Özlenen Rehber Dergisi

27.Sayı

Kurbiyet-i İlâhîyye Yolunda Sabır

Mustafa ULUM Özlenen Rehber Dergisi 27. Sayı
Sabır ’ağrı, acı, tahammülü güç ve katlanması zor hadise ve vakalar karşısında dişini sıkıp dayanma’ manalarına gelir.
Kur’ân-ı Kerîm’de sabır, muhtelif âyet-i kerîmelerde çeşitli manalarda zikredilir:
’Sabırla yardım isteyiniz.’(1), ’Sabredin ve sabırda yarışın.’(2) âyetlerinde ifade edildiği gibi sabrın aynıyla emir; ’Onlara karşı acelelik etme.’(3), ’Onlara arkalarınızı dönüp kaçmayın.’(4) beyanlarında olduğu gibi sabrın zıddını yasaklama; ’Sabredenler, hayatlarını sadakat çizgisinde sürdürenlerdir.’(5) ifadelerinde geçtiği gibi bu vasıflarından dolayı senada bulunma; ’Allah sabredenleri sever.’(6) âyeti ile Allah sevgisine mazhariyet; ’Allah sabredenlerle beraberdir.’(7) âyeti ile de sabrı yaşayanların Allah’la beraber olması; ’Şayet sabredecek olursanız bu sabredenler için işin en hayırlısıdır.’(8) irşatkâr beyanından anlaşıldığı gibi sabırla hayra erişilmesini beyan; ’Elbette o sabredenlere mükâfatlarını yaptıkları işlerin en güzeline göre vereceğiz.’(9) âyeti ile de sabredenleri müjdeleme; ’Şayet sabr-u sebat eder ve itaatsizlikten sakınırsanız, şunlar da şu dakikada üzerinize geliverirlerse...’(10) yardım vaat edilen beyanlarıyla sabredenlere ilâhî yardımı hatırlatma gibi çok önemli kalbî bir ameldir.
Sabır, sabredilen hususlar itibariyle beş bölüme ayrılır:
1. Allah’a kulluğun zorluklarına katlanma anlamında ibadet ve taatte sabır.
2. Günah yolunun nefse hoş gelmesine mukabil masiyet duygusuna karşı sabır.
3. Hakkın kaza ve kaderine rıza göstermeyi de ihtiva eden semavî ve arzî belâlara karşı sabır.
4. Dünyanın cazibedar güzelliği karşısında yol yön değiştirmeden çizgiyi korumada sabır.
5. Zaman ve vakit isteyen işlerde zamanın çıldırtıcılığına karşı sabır. Bunlardan bazıları kulun kendi iradesi ile alâkalı olsa da bazılarında kulun bir dahli yoktur.

Sabır, kendi keyfiyeti itibariyle altı kısım içinde mütalaa edilmiştir:
1. Sabr-u lillâh: Allah için sabretme manasına gelir ve sabır mertebelerinin ilkidir.
-------
● **Yapmanız gereken**
Sabır konulu metinde "5. Zaman ve" sözlerinden "sabır mertebelerinin ilkidir." sözlerine kadar olan kısmı aynen kopyalayın.

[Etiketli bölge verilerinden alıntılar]
-------
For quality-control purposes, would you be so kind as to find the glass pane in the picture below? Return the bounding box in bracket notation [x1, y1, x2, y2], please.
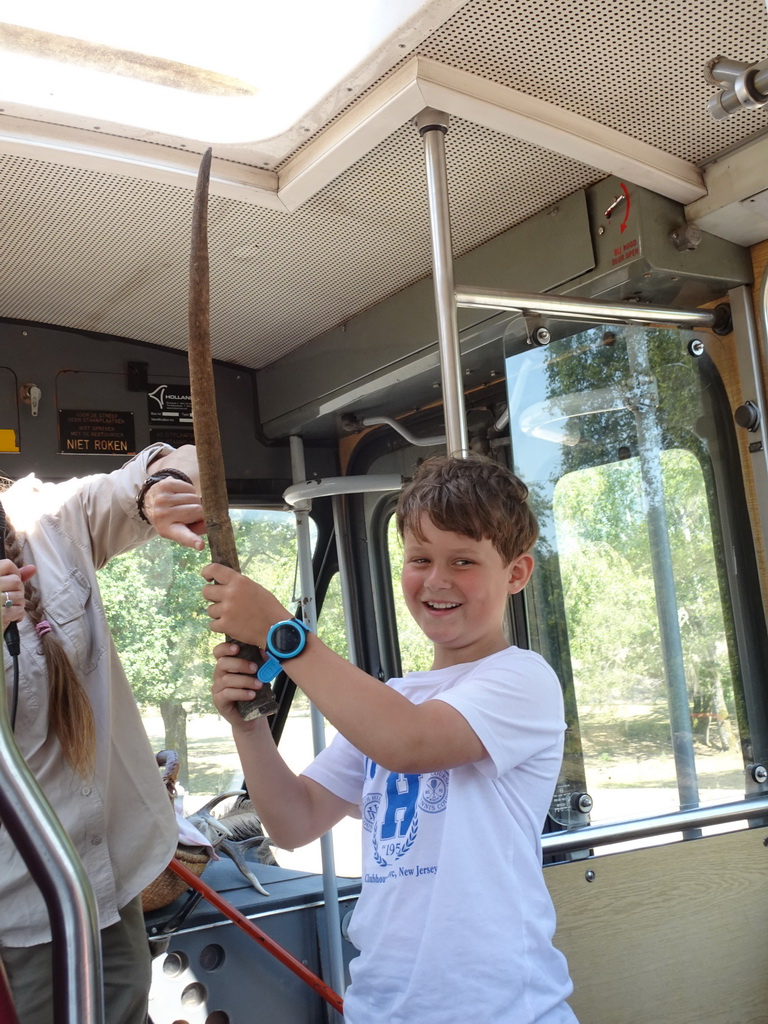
[99, 509, 311, 814]
[507, 328, 749, 826]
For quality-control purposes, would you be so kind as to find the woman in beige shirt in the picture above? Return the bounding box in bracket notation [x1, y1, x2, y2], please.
[0, 445, 204, 1024]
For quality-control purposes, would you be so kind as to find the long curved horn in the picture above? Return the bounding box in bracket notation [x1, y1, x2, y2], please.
[188, 148, 278, 721]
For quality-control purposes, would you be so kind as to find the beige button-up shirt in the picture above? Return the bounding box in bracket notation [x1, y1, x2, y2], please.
[0, 445, 178, 946]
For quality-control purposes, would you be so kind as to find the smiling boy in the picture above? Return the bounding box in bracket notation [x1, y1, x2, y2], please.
[203, 457, 575, 1024]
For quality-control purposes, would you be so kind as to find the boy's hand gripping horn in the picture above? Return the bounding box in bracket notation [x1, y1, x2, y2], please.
[188, 148, 278, 721]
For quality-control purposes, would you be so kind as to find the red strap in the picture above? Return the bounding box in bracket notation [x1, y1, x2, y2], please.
[172, 857, 344, 1024]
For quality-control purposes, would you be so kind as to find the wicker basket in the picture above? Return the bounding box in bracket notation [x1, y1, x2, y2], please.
[141, 751, 211, 913]
[141, 846, 211, 913]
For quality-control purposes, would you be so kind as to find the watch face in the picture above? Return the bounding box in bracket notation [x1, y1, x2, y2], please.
[269, 623, 305, 657]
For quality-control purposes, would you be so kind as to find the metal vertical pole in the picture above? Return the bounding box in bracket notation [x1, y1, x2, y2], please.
[291, 435, 346, 1016]
[0, 656, 104, 1024]
[414, 108, 469, 457]
[331, 495, 360, 666]
[625, 328, 698, 811]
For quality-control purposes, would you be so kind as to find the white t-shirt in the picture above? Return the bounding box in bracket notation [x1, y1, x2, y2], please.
[304, 647, 575, 1024]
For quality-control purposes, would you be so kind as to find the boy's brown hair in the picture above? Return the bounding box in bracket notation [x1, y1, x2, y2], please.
[396, 455, 539, 564]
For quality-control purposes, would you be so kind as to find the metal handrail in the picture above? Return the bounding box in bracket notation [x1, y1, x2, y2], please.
[456, 287, 716, 328]
[0, 657, 104, 1024]
[542, 797, 768, 854]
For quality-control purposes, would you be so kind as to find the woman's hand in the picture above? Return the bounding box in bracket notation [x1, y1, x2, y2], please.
[211, 642, 263, 730]
[0, 558, 37, 631]
[202, 562, 291, 647]
[144, 476, 206, 551]
[144, 444, 206, 551]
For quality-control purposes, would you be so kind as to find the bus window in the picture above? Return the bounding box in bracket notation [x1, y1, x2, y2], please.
[507, 328, 764, 826]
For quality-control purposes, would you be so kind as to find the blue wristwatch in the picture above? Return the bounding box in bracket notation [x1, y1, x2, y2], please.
[256, 618, 311, 683]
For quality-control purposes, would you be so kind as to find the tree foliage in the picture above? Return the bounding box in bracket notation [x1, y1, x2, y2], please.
[99, 510, 303, 781]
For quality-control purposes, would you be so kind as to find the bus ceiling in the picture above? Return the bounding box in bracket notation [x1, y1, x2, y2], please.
[0, 0, 768, 385]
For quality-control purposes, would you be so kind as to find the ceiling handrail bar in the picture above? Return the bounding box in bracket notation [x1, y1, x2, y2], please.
[456, 287, 718, 328]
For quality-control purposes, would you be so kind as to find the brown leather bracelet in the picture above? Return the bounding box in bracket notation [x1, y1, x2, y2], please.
[136, 469, 191, 522]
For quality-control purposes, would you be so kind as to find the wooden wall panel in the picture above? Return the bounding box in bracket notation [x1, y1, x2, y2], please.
[544, 828, 768, 1024]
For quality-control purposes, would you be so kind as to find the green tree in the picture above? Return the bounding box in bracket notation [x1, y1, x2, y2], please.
[99, 510, 296, 783]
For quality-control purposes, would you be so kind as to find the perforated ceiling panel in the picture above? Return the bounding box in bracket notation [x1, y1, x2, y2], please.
[0, 0, 768, 368]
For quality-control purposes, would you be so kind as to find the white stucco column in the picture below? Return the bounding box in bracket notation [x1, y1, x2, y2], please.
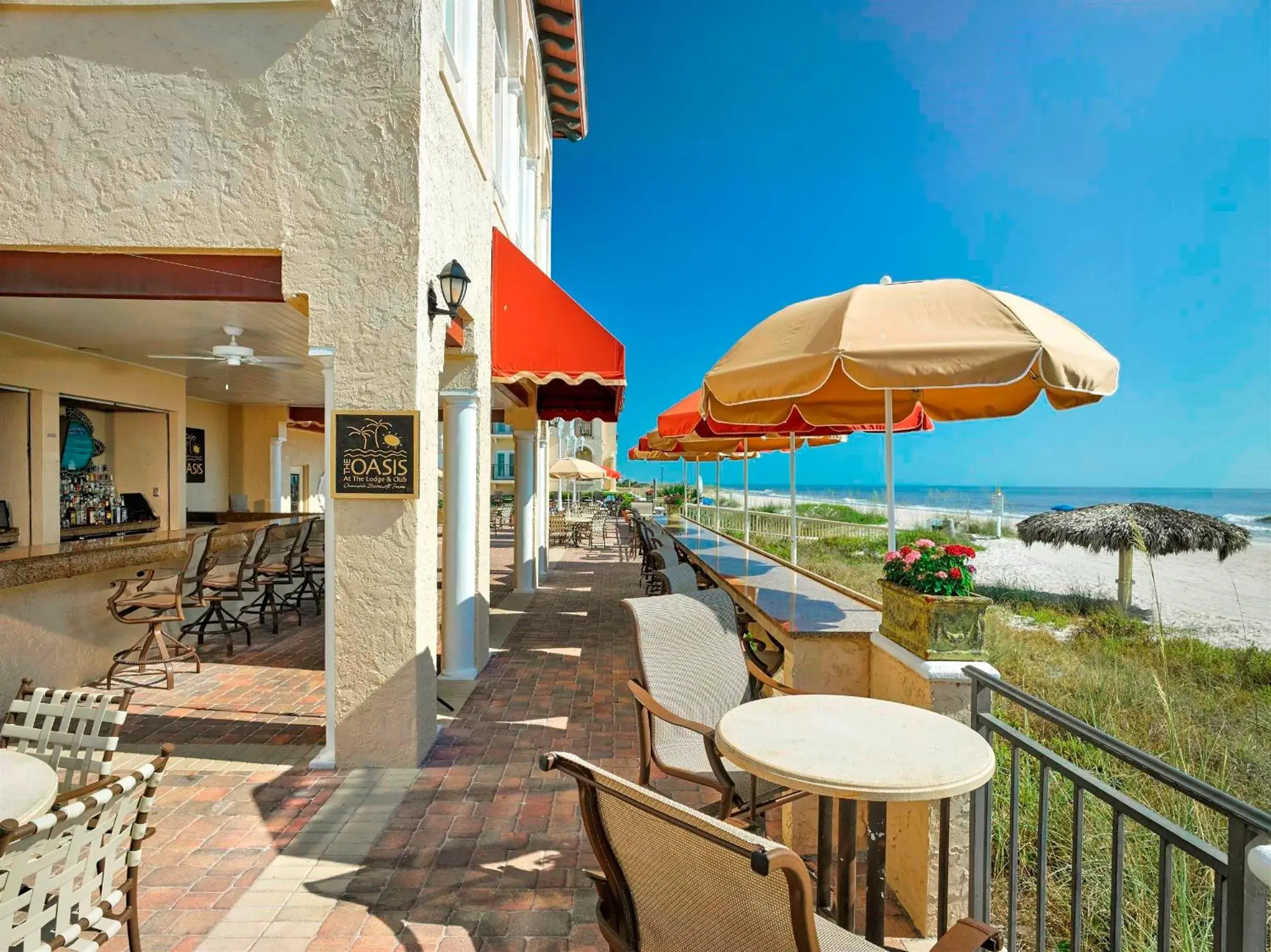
[269, 423, 291, 512]
[534, 423, 551, 574]
[512, 429, 539, 592]
[309, 347, 336, 770]
[441, 390, 478, 681]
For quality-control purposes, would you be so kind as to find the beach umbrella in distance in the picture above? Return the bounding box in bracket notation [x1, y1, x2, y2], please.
[548, 456, 605, 502]
[702, 277, 1120, 548]
[1016, 502, 1250, 611]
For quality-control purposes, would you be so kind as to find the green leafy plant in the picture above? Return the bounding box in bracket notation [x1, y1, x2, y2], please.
-------
● **Tam çözüm**
5. Zaman ve vakit isteyen işlerde zamanın çıldırtıcılığına karşı sabır. Bunlardan bazıları kulun kendi iradesi ile alâkalı olsa da bazılarında kulun bir dahli yoktur.

Sabır, kendi keyfiyeti itibariyle altı kısım içinde mütalaa edilmiştir:
1. Sabr-u lillâh: Allah için sabretme manasına gelir ve sabır mertebelerinin ilkidir.